To be done ▸ Reproduce the entries word for word, and omit any picture you find in them.

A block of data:

================================

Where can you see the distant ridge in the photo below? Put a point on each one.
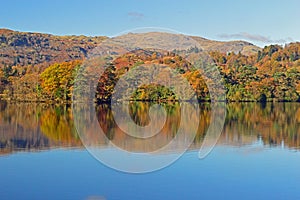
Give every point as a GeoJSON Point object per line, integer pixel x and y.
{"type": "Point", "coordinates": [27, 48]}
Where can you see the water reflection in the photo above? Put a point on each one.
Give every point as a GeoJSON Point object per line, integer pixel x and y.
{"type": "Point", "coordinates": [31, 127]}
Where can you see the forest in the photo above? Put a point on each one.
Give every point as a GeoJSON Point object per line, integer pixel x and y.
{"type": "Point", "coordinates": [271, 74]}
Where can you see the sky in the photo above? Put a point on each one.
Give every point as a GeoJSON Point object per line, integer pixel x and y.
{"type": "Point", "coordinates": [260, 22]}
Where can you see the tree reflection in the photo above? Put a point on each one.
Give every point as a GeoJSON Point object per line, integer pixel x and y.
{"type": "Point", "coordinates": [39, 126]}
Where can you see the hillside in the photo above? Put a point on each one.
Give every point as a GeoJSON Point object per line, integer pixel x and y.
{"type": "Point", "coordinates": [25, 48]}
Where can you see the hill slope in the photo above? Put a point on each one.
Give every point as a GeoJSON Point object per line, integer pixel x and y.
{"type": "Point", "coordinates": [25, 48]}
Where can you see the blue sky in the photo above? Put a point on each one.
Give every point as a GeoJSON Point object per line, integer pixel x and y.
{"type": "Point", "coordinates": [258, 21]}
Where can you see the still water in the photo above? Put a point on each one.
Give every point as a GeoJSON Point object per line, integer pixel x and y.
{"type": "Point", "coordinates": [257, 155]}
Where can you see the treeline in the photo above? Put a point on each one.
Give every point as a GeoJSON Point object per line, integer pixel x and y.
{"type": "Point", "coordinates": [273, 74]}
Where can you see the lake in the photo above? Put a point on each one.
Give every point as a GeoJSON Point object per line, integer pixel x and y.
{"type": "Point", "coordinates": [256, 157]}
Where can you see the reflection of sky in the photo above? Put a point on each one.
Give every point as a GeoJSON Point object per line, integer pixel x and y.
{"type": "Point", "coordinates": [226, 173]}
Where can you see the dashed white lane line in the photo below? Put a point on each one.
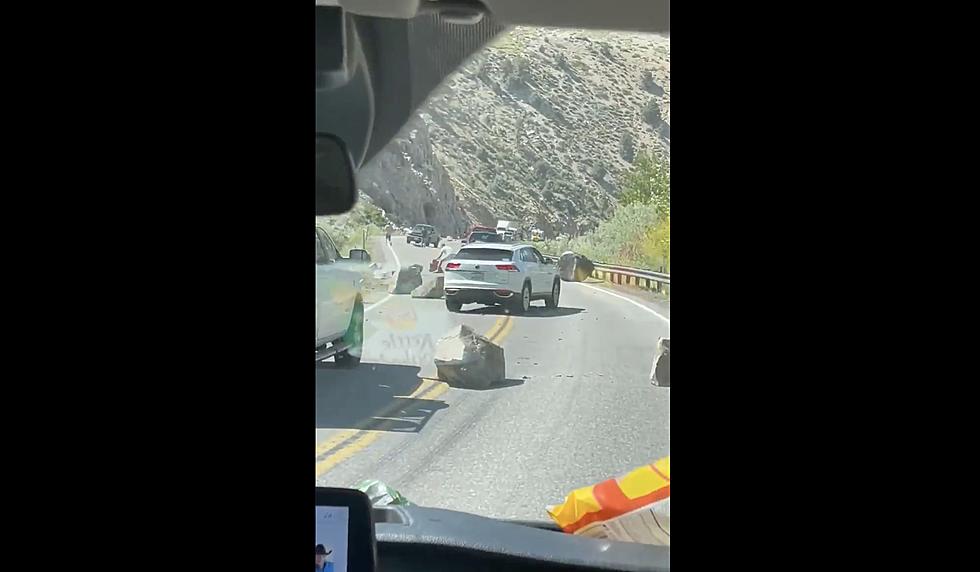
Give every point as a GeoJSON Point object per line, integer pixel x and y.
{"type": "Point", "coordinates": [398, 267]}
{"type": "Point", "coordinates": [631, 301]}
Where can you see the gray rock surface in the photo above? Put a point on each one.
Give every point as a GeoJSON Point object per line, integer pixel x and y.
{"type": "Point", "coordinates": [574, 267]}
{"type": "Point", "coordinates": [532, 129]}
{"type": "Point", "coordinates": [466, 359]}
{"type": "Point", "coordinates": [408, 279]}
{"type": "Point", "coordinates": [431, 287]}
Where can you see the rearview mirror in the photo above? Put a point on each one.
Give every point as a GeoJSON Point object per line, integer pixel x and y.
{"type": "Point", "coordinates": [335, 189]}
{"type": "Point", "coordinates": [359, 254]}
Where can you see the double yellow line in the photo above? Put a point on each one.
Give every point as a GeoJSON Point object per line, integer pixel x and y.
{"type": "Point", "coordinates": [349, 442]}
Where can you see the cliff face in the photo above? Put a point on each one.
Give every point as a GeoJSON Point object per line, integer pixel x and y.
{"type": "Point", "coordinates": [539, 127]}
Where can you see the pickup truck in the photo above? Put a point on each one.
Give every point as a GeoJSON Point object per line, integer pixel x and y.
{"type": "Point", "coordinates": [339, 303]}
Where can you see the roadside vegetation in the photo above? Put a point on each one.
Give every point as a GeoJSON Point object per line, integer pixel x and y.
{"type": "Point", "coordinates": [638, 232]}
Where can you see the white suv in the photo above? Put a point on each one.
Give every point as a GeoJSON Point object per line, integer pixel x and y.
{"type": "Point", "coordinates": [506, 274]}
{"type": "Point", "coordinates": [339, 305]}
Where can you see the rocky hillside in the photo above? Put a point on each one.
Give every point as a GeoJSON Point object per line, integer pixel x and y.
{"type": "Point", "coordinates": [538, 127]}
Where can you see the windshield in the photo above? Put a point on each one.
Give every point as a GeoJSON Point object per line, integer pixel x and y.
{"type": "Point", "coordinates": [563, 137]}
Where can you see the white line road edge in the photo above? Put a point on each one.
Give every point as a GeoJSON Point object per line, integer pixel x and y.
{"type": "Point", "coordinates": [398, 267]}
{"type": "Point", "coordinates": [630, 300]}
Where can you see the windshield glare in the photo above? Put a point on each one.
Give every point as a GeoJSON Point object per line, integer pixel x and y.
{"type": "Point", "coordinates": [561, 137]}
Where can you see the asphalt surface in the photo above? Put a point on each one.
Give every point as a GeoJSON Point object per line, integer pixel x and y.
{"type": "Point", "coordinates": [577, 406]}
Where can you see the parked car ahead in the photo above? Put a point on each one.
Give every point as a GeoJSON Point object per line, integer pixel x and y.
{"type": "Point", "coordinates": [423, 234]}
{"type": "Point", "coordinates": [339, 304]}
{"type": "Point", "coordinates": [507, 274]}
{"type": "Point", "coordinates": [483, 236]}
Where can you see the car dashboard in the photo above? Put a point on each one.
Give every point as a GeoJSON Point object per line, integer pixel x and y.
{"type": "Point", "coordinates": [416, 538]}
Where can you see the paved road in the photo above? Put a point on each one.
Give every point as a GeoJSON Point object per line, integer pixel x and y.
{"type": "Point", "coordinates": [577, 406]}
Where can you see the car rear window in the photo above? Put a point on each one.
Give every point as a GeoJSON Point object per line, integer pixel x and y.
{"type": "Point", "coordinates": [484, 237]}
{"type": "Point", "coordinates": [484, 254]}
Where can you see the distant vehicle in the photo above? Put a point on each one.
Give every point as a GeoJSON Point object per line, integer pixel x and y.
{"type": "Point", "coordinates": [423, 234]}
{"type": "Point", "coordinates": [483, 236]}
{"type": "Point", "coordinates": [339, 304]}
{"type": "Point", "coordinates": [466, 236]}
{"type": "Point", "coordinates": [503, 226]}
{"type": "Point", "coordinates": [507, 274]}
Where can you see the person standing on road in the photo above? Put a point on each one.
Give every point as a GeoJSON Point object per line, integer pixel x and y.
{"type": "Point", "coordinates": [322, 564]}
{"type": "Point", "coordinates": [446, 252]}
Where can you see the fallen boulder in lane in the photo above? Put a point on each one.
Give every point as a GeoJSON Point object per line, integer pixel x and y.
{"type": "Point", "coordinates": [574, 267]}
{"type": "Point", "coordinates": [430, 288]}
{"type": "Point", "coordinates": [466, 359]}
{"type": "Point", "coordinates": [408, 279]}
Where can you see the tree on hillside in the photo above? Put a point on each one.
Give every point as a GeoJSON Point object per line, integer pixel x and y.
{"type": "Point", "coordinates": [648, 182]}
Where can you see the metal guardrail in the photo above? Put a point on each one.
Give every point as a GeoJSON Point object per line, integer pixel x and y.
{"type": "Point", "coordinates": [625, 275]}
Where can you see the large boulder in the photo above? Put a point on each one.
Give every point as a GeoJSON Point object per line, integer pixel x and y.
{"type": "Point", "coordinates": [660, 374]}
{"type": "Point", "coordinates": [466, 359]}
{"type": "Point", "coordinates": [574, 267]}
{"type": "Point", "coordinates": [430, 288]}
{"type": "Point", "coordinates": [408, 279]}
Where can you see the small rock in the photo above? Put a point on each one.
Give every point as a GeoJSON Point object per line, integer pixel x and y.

================================

Written reply ▸
Where can you see the distant ridge in the photo below? Put a point on each one.
Give every point as a GeoJSON Point object per line, integer pixel x and y.
{"type": "Point", "coordinates": [27, 48]}
Where can you see the water reflection in the photo above? Put a point on each one.
Give every point as a GeoJSON Point object per line, integer pixel x and y.
{"type": "Point", "coordinates": [31, 127]}
Where can you see the forest in the photo above? Put a point on each one.
Give every point as a GeoJSON Point object per line, integer pixel x and y.
{"type": "Point", "coordinates": [271, 74]}
Where can you see the sky in the photo above? Put a point on each one.
Give every point as a GeoJSON Point object per line, integer pixel x and y.
{"type": "Point", "coordinates": [260, 22]}
Where can you see the tree reflection in the photo above? Put a point on each one.
Give every point as a GeoJSON Point object per line, integer pixel x and y.
{"type": "Point", "coordinates": [39, 126]}
Where can you see the hillside in the photo above? Put a point on each one.
Give every point as a GeoJSON Point object per line, integer pixel x and y.
{"type": "Point", "coordinates": [25, 48]}
Where can you see the hill slope in the photo above? Put a point on each one.
Give every point as a GeoJSON Point object per line, integer pixel x and y.
{"type": "Point", "coordinates": [25, 48]}
Where can you see the blue sky in the photo above? Put a point on each one.
Give every point as a GeoJSON Point object per line, integer pixel x and y.
{"type": "Point", "coordinates": [258, 21]}
Where can you see the still water in the photo above? Put a point on each one.
Give every point as a GeoJSON Point object per line, integer pixel x and y.
{"type": "Point", "coordinates": [257, 155]}
Where can you see the treeline in the photo above? Put a point on each one.
Give every point as a GeoJSON Point object per line, integer pixel x and y.
{"type": "Point", "coordinates": [273, 74]}
Where can you see the lake in the photo above? Put a point on each one.
Give every point as a GeoJSON Point object per line, integer pixel x and y.
{"type": "Point", "coordinates": [256, 157]}
Where can you see the reflection of sky in the photo above? Put a point on each one.
Give every point as a GeoJSON Point object per line, integer pixel x and y.
{"type": "Point", "coordinates": [226, 173]}
Where can you see the dashed white lane line in the photo below? Put a point on each one.
Give every point as a GeoJSON Point object per line, integer pixel x and y.
{"type": "Point", "coordinates": [398, 267]}
{"type": "Point", "coordinates": [631, 301]}
Where can you see the gray rock surface in the photo above? Put a point on each one.
Give every point as a GeoJSON Point object per line, integer pixel x and y.
{"type": "Point", "coordinates": [574, 267]}
{"type": "Point", "coordinates": [532, 129]}
{"type": "Point", "coordinates": [466, 359]}
{"type": "Point", "coordinates": [408, 279]}
{"type": "Point", "coordinates": [431, 287]}
Where can you see the rearview mirror in the photo above? Put a point on each one.
Give every point as a GeoJSON Point object per line, integer pixel x and y.
{"type": "Point", "coordinates": [335, 189]}
{"type": "Point", "coordinates": [359, 254]}
Where can you see the double yellow line in the photo above? Put a point on each one.
Give every point as a GeoJSON Point object per line, integer pixel x and y.
{"type": "Point", "coordinates": [349, 442]}
Where can you see the cliff face in the photo above? Put a point on each one.
Give every point as a GeoJSON Point object per line, integer pixel x and y.
{"type": "Point", "coordinates": [539, 127]}
Where can you see the pickup truck in the photo above? Put a point on each one.
Give every point as a GeoJSON Point object per line, integer pixel x and y.
{"type": "Point", "coordinates": [339, 303]}
Where can you see the roadside vegetation in the photo above? Put a point on each one.
Give every point as a GeoJSON Point object per line, integer pixel x and y.
{"type": "Point", "coordinates": [638, 232]}
Where can you see the white suv in the photo above? Put a point on each one.
Give every point as a GeoJSON Point object per line, integer pixel x and y.
{"type": "Point", "coordinates": [506, 274]}
{"type": "Point", "coordinates": [339, 305]}
Where can you see the rocky hillside in the photo above? Put a point on each one.
Give every point as a GeoJSON Point object per line, integer pixel x and y.
{"type": "Point", "coordinates": [538, 127]}
Where can you see the windshield in the photo above? Put a point on each one.
Give every point as a GeoJSON Point object per line, integer pixel x and y.
{"type": "Point", "coordinates": [563, 137]}
Where can you see the white line road edge in the photo above? Put a point on each one.
Give every point as a GeoJSON Point object per line, integer pixel x and y.
{"type": "Point", "coordinates": [398, 267]}
{"type": "Point", "coordinates": [630, 300]}
Where can you see the windshield glare in the photo above? Put a point on each one.
Give every point as a GeoJSON Point object per line, integer pixel x and y.
{"type": "Point", "coordinates": [561, 137]}
Where can you see the asphalt surface in the photo above? Put a point on each one.
Give every point as a GeoJSON Point object per line, integer pixel x and y.
{"type": "Point", "coordinates": [577, 406]}
Where can you see the parked car ahead in the photo above? Put a point on each one.
Give every point as a GeoJSON Point object per line, integer pixel x and y.
{"type": "Point", "coordinates": [423, 234]}
{"type": "Point", "coordinates": [339, 304]}
{"type": "Point", "coordinates": [507, 274]}
{"type": "Point", "coordinates": [483, 236]}
Where can you see the car dashboard in the photo above? Put a point on each one.
Give every point as a GeoJSON Point object per line, integer pixel x and y.
{"type": "Point", "coordinates": [416, 538]}
Where can you see the paved road in the photo above? Put a point on each one.
Give every point as a GeoJSON Point object per line, integer pixel x and y.
{"type": "Point", "coordinates": [577, 406]}
Where can you see the car rear window in the photo above? Put a point on each one.
Give every point as a GeoJSON Point object per line, integer pixel x and y.
{"type": "Point", "coordinates": [484, 237]}
{"type": "Point", "coordinates": [484, 254]}
Where can you see the distant vehicle in the photo above? Put a point on each one.
Give every point as a GeoJSON Point object per line, integer pixel x and y.
{"type": "Point", "coordinates": [423, 234]}
{"type": "Point", "coordinates": [483, 236]}
{"type": "Point", "coordinates": [339, 304]}
{"type": "Point", "coordinates": [466, 236]}
{"type": "Point", "coordinates": [503, 226]}
{"type": "Point", "coordinates": [507, 274]}
Where can you see the person standing on road in the photo above? Put a point on each one.
Give every point as a GeoJSON Point object per line, integer pixel x and y.
{"type": "Point", "coordinates": [322, 564]}
{"type": "Point", "coordinates": [446, 252]}
Where can you see the fallen boulder in lane in the photo above? Put a point on each one.
Give every point as a GeoJSON Point object per line, integer pixel x and y.
{"type": "Point", "coordinates": [574, 267]}
{"type": "Point", "coordinates": [430, 288]}
{"type": "Point", "coordinates": [466, 359]}
{"type": "Point", "coordinates": [408, 279]}
Where can you see the tree on hillside in the photo above? Put a point on each one.
Give every point as a GeoJSON Point object per line, integer pixel x and y.
{"type": "Point", "coordinates": [648, 182]}
Where can you see the metal guardrail in the photo above? Put a point on each one.
Give every point as a GeoJSON Point object per line, integer pixel x and y.
{"type": "Point", "coordinates": [625, 275]}
Where can you see the large boulder in the photo above? Put a point on each one.
Give every point as a GeoJSON Point object per line, integer pixel x and y.
{"type": "Point", "coordinates": [660, 374]}
{"type": "Point", "coordinates": [466, 359]}
{"type": "Point", "coordinates": [574, 267]}
{"type": "Point", "coordinates": [430, 288]}
{"type": "Point", "coordinates": [408, 279]}
Where can you see the small rock in the photo above? Put a point on each one.
Give every point as a GeoJSON Point object per line, integer pixel x and y.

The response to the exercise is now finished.